• _GIVEN TASK A_: Reproduce the passage of the hosts-file ad-blocking thread starting at "Heres a tip" and ending at "A site? ads?".
• _GIVEN TASK B_: According to the hosts-file ad-blocking thread, what box should be unchecked in the file's properties before saving it?
• _GIVEN TASK C_: Write the next part of the hosts-file ad-blocking thread, continuing from the point at which it stops.

• _DOCUMENT PASSAGE_:
━━━━━━

# Get rid of aim ads and more!



## pincmonkey (Jun 7, 2003)

Heres a tip i figured out. Everytime your computer tries to access hotmail.com it has to query the DNS server. There is a hosts file that you can modify so it automatically goes to blah blah blah.
Hence the magic
Want to block a url? A site? ads?
For windows systems goto c:\winnt\system32\drivers\etc and edit the HOSTS file with notepad. Once you get it there is a little manual. IS the file isnt located there it should be located in c:\windows or just search for it using the start>search>for files and folders.
You can block aol ads for example by typing
127.0.0.1 ads.aol.com #AOLADS
its a neat little trick i discovered and I BLOCK AIM ads! mwahha! try it and see the power. If someone would be willing to.. add a batch file to automate this proscess  maybe we could make .ref text files and so a more system-based approach similar to the SPYBOT immunization thinggey,.


----------



## pincmonkey (Jun 7, 2003)

forgot to say one thing. Make the aim ads (ads.aol.com and ads.aim.com goto 127.0.0.1


----------



## pincmonkey (Jun 7, 2003)

oh when you save save as "all files" you need to open it with notepad. Also before you save it. Right click and do properties on the file, and uncheck the read only box. Save, then re-check it


----------



## buck52 (Mar 9, 2001)

anything more to add... 

buck


----------



## McTimson (Aug 16, 2002)

It also works for website ads, if you know where the ads come from. Or if you want to block an entire website, you can do that too. Or for AIM, you could just get a program like DeadAIM, AIM+, or Trillian, they all block ads, I think.

Oh, and there's an edit button at the top right of each of your posts, you know...


----------



## agundrum (Jan 4, 2004)

I tried this an I'm still getting an ad. The ones that have been the issue are the multimedia ones (with sound) Even minimized you still hear it.

Very annoying.

But... so far I have not seen any of this multimedia ads.

maybe it has worked for them?

we'll see...`


----------



## pincmonkey (Jun 7, 2003)

━━━━━━

• _SOURCE EXCERPT_:
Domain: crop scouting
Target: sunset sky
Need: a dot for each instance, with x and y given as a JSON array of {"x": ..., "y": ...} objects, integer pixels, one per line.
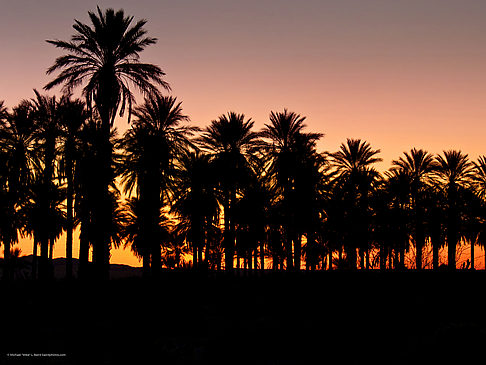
[{"x": 399, "y": 74}]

━━━━━━

• _EXPECTED OUTPUT A_:
Heres a tip i figured out. Everytime your computer tries to access hotmail.com it has to query the DNS server. There is a hosts file that you can modify so it automatically goes to blah blah blah.
Hence the magic
Want to block a url? A site? ads?

• _EXPECTED OUTPUT B_: The read only box.

• _EXPECTED OUTPUT C_:
it worked great for me, im not sure why it didnt work for you, maybe i should upload my hosts file. As someone said earlier, you can block websites, that is very true, it wont stop the opo-up but itll block the download. Its good for trojans, and stuff. You can MOD you hosts file so you cant use aim.... ooh,..... getting dark thoughts... mwahahah! haha! mwahahah! Should i upload my hosts file???


----------



## pincmonkey (Jun 7, 2003)

the file is attached, i remove the readme jargon at the top to avoid copyright issues. Basically it says this:
add a # to make a one line commenst like so:
#im a comment windozem dont care bout me
127.0.0.1 localhost #mycomp
and to add them use da format above. Just right clikc on YOUR hosts file and uncheck the "read only" box. I made the file a "txt" file so make sure you open it in notepad and then save it as a "all file types" and remove the .txt extension, and then copy over yuour current hosts file. After you restart it shoud work. If youre still getting ads, please goto dos and type netstat WHEN A AD IS OCCURING/before and show what dos said, and ill try to mod the hosts file and upload a newer version. You could also use a sniffer and giomme the URL for the aim junk. Then i/you will mod it. IF YOU WANT THE FILE DIRECTLY JUST EMAIL ME AT [email protected] and I can email it 2 u


----------



## McTimson (Aug 16, 2002)

If you use that with AIM though, does it actually remove the ad, or does it show up as the 'page not found' thing, or something like that...because that's what it did on websites.


----------



## pincmonkey (Jun 7, 2003)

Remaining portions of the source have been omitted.